Exercise inputs:

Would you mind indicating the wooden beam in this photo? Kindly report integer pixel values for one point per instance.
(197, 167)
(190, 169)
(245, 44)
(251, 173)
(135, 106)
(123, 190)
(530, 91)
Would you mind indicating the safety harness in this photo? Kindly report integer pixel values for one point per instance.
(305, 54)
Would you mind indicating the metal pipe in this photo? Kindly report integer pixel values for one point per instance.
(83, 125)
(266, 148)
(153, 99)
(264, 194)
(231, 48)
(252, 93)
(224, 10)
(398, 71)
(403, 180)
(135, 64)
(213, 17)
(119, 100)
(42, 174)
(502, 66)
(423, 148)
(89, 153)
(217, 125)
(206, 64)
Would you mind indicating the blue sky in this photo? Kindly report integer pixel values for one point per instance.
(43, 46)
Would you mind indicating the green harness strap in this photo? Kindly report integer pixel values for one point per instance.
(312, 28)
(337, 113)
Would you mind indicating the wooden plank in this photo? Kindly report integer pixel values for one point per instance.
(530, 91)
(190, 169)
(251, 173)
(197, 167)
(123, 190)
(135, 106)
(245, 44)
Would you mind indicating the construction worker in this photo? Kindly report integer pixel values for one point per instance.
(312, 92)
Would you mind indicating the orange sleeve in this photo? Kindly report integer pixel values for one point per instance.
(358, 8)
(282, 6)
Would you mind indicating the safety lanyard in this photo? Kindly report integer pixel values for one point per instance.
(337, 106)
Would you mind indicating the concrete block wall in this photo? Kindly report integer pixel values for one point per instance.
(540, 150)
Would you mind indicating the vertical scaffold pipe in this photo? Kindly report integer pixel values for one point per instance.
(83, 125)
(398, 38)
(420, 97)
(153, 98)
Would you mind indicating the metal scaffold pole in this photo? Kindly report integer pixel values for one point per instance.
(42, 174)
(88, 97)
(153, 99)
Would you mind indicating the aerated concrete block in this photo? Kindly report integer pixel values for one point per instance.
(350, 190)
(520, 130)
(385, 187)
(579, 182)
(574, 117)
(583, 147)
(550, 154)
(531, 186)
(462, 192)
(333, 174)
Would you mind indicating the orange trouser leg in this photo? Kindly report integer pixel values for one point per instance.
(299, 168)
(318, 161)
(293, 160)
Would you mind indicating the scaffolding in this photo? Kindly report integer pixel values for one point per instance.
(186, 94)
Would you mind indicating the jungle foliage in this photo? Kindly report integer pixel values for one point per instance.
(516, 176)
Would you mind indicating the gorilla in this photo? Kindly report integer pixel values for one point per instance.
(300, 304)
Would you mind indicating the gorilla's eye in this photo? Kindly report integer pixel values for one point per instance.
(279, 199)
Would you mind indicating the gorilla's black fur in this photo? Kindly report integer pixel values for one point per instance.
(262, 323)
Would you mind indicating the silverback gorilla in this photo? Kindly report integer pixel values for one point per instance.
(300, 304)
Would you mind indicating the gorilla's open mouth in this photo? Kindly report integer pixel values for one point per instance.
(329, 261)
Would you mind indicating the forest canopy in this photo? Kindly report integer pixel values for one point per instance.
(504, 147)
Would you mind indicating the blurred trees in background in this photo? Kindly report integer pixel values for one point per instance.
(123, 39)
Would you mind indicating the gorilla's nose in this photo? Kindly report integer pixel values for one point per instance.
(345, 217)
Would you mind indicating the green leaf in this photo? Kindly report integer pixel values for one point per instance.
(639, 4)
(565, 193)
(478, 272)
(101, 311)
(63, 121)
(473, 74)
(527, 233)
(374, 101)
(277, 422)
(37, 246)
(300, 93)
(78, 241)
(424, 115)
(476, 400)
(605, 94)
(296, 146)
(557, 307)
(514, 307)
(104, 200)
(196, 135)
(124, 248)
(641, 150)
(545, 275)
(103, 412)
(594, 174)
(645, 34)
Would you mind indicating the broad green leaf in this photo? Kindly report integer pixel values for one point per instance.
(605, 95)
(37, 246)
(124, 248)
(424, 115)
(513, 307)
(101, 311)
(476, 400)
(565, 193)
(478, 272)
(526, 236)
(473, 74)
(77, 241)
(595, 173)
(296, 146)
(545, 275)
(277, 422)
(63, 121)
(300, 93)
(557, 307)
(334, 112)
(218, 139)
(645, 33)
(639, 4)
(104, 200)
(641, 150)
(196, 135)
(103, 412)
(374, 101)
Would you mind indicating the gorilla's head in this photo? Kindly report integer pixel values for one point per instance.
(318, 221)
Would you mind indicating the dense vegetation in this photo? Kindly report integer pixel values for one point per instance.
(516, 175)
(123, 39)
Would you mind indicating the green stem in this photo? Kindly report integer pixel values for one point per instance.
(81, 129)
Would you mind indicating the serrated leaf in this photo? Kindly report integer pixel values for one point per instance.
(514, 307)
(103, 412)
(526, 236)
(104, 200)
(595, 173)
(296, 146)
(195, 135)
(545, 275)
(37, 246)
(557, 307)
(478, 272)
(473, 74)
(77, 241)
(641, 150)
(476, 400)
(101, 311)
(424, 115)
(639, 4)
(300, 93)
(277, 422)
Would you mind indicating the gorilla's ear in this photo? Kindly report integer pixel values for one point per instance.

Problem details: Everything in the material above needs to be transcribed exactly.

Task answer:
Would you mind indicating the wooden beam in this photo? Kindly report integer pixel values for one point per instance.
(197, 167)
(190, 169)
(245, 44)
(251, 173)
(135, 106)
(123, 190)
(530, 91)
Would you mind indicating the safety harness in this photo? Kindly report integer pixel values for one point per instance.
(305, 54)
Would you mind indicating the metal pipe in this photo? Kindly report integer pixel values for one point per instance.
(83, 125)
(266, 148)
(153, 99)
(264, 194)
(231, 48)
(252, 93)
(224, 10)
(398, 71)
(403, 180)
(135, 64)
(213, 17)
(119, 100)
(42, 174)
(502, 66)
(423, 148)
(89, 153)
(217, 125)
(206, 64)
Would you mind indicating the blue sky in this photo? Kindly report integer pixel values for one point per instance.
(43, 46)
Would you mind indicating the green harness strap in this photo? Kindly report integer pixel values for one point per instance.
(312, 28)
(337, 113)
Would you mind indicating the wooden plank in this photo? Kindly report integer pixel values for one point per instance.
(530, 91)
(190, 169)
(251, 173)
(197, 167)
(123, 190)
(135, 106)
(245, 44)
Would you mind indicating the construction worker in this photo? Kindly report integer pixel values for one point per instance.
(312, 92)
Would you mind indicating the orange sleeve in this photo? Kindly report integer pixel values for one point per instance.
(358, 8)
(282, 6)
Would you mind indicating the safety lanyard in this photo? Kindly report integer pixel values for one point per instance.
(337, 106)
Would you mind indicating the concrete block wall in this photo? Kindly report integer pixel values for one point per instance.
(540, 150)
Would you mind indicating the vertical scaffold pipe in this photo? Kindly report integer pixel values for one point per instance.
(83, 125)
(398, 38)
(420, 97)
(153, 98)
Would you mind indicating the metal scaffold pole in this photo? Kindly report integer pixel values for one point per instance.
(42, 174)
(88, 97)
(153, 99)
Would you mind indicating the aerated concrete block in this photo? Kindly report integer pixel values for one point per instance.
(350, 190)
(520, 130)
(385, 187)
(579, 182)
(574, 117)
(583, 147)
(550, 154)
(531, 186)
(462, 192)
(333, 174)
Would you mind indicating the orange trouser leg in this photo? Kindly report integer pixel values for one point per instance.
(299, 168)
(318, 161)
(293, 160)
Would you mind indicating the scaffolding in this photo? Kindly report integer pixel values for one point per instance.
(186, 94)
Would you mind indicating the jungle foliage in this photo? Kindly report integer pixel values for one point per instance.
(516, 176)
Would you mind indicating the gorilla in this photo? Kindly report integer pixel values for one point per instance.
(300, 304)
Would you mind indicating the gorilla's eye in this photo? Kindly report integer pixel values for one point per instance.
(279, 199)
Would you mind indicating the gorilla's black fur in this photo? Kindly report integer pixel values for one point per instance.
(262, 323)
Would you mind indicating the silverback gorilla in this photo? Kindly report integer pixel values for one point per instance.
(300, 304)
Would you mind indicating the gorilla's open mouth in this photo? Kindly report integer pixel values for one point per instance.
(329, 261)
Would you mind indicating the forest canopy in this photo? Kindly report integer pixel values for one point per instance.
(504, 147)
Would you mind indicating the blurred trees in background in this photo? Kindly report integer pixel values for one point per instance.
(123, 39)
Would you mind indicating the gorilla's nose in this photo? Kindly report integer pixel values for one point per instance.
(345, 217)
Would you mind indicating the green leaf in this photo? Kindly report integer pixel values for one point per instance.
(639, 4)
(565, 193)
(478, 272)
(101, 311)
(63, 121)
(473, 74)
(527, 233)
(374, 101)
(277, 422)
(37, 246)
(300, 93)
(78, 241)
(424, 115)
(476, 400)
(605, 94)
(296, 146)
(557, 307)
(514, 307)
(104, 200)
(196, 135)
(124, 248)
(641, 150)
(545, 275)
(103, 412)
(594, 174)
(645, 34)
Would you mind indicating the broad green leaf in this photo? Kindly report integer pixel values for one point per instance.
(605, 95)
(37, 246)
(124, 248)
(424, 115)
(513, 307)
(101, 311)
(476, 400)
(565, 193)
(478, 272)
(526, 236)
(473, 74)
(77, 241)
(595, 173)
(296, 146)
(545, 275)
(277, 422)
(63, 121)
(300, 93)
(557, 307)
(334, 112)
(218, 139)
(645, 33)
(639, 4)
(104, 200)
(641, 150)
(196, 135)
(103, 412)
(374, 101)
Would you mind indicating the gorilla's head in this photo? Kindly report integer pixel values for one point per instance.
(318, 221)
Would you mind indicating the dense vegetation in this photo? Kindly report integer pixel values for one point per instance.
(516, 175)
(123, 39)
Would you mind indicating the green stem in this photo? Kindly report integer pixel values for one point per instance.
(81, 129)
Would you mind indicating the serrated leaf in this photo? Kindly report integer pixel values for one point per instance.
(514, 307)
(103, 412)
(526, 236)
(104, 200)
(595, 173)
(296, 146)
(195, 135)
(545, 275)
(37, 246)
(557, 307)
(478, 272)
(473, 74)
(77, 241)
(641, 150)
(476, 400)
(101, 311)
(424, 115)
(639, 4)
(300, 93)
(277, 422)
Would you mind indicating the gorilla's ear in this photo? Kindly report integer pixel values for one point per instance.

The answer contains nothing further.